Problem to work on:
Find each line in the entries below that contains the word "glove", and copy those lines out in full.

-- BEGIN --

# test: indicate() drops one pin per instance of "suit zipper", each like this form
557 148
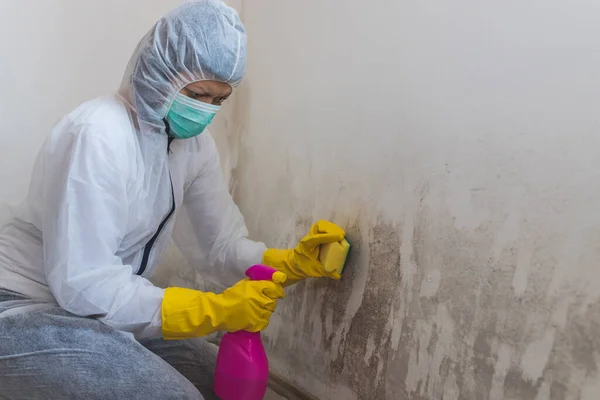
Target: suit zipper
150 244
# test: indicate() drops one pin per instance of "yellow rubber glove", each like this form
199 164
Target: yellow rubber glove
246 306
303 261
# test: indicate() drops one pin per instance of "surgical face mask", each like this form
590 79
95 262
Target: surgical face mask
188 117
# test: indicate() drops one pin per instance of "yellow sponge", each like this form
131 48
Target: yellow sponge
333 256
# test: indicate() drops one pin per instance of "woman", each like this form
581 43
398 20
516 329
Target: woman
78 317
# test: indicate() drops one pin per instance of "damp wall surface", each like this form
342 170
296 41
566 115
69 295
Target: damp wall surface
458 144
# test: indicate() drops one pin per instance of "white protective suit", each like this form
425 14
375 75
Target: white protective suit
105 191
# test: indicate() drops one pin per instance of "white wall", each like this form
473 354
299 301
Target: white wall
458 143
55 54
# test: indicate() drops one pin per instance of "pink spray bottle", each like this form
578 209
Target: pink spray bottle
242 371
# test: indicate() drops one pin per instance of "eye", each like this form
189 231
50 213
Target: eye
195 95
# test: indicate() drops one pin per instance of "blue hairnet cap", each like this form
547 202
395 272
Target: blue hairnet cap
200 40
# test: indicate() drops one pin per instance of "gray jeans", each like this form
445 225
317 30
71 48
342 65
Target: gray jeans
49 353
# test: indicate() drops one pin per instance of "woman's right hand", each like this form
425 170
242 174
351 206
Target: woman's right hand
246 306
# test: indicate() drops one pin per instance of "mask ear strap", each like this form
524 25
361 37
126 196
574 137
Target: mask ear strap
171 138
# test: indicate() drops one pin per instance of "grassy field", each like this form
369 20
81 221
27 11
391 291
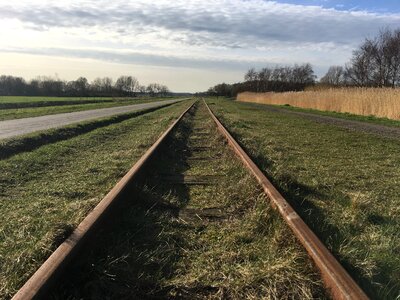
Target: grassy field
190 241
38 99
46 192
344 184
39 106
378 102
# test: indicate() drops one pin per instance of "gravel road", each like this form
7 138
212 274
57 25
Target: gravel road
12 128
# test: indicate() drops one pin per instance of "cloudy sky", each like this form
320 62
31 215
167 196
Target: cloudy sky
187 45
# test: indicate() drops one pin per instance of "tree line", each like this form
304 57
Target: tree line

-- END --
-- BEGIN --

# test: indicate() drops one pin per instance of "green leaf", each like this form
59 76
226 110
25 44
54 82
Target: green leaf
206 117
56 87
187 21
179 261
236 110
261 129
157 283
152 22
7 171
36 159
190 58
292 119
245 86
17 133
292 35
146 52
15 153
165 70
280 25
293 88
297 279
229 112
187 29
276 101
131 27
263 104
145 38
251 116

-- END --

Solution for this exercise:
# test: indicate() drops one pin per instance of "yellow rubber glove", each like this form
Target: yellow rubber glove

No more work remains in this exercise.